• **AIM OF THE TASK**
Below are records to be copied exactly; their pictures are to be omitted.

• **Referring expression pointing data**
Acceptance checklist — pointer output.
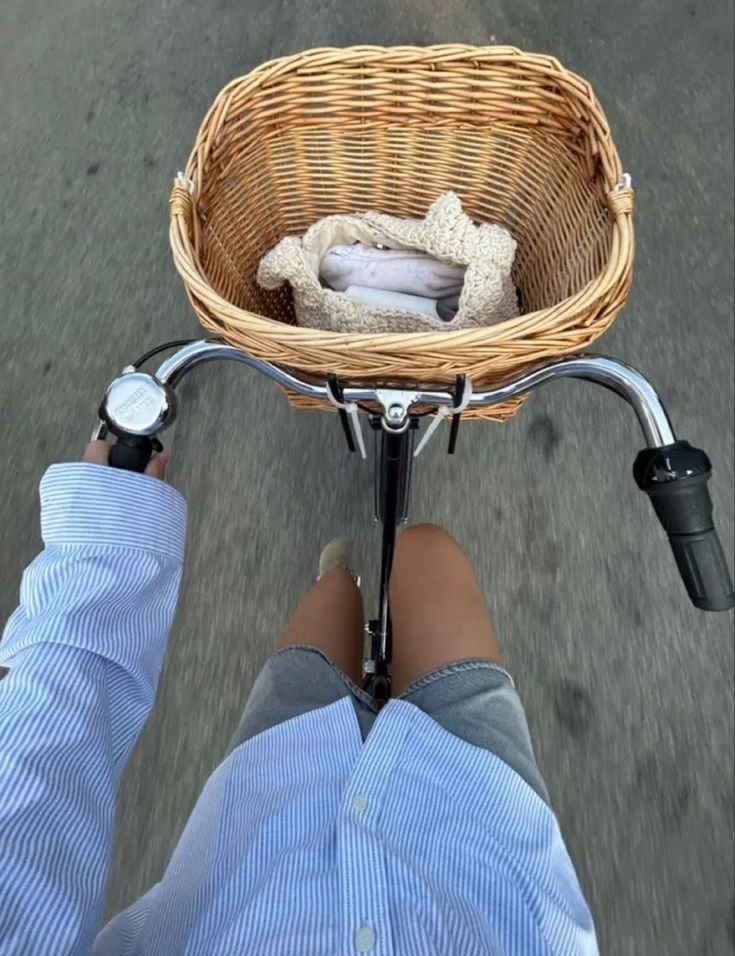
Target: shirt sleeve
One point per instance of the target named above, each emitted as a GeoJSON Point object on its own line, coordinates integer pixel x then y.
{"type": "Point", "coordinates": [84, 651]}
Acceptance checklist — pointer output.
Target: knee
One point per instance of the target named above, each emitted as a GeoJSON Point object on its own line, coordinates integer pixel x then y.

• **SOLUTION FOR THIS EXERCISE**
Acceptance checklist — pointer output.
Target: shirt sleeve
One point per instance of the target named above, each emitted as a GeoJSON Point object on its own line, coordinates integer pixel x then y.
{"type": "Point", "coordinates": [84, 651]}
Acceptance checklist — pointer output.
Target: knee
One point per instance of the target named above, each emitted as a GeoJSON Point object on its own line, coordinates integer pixel x then y.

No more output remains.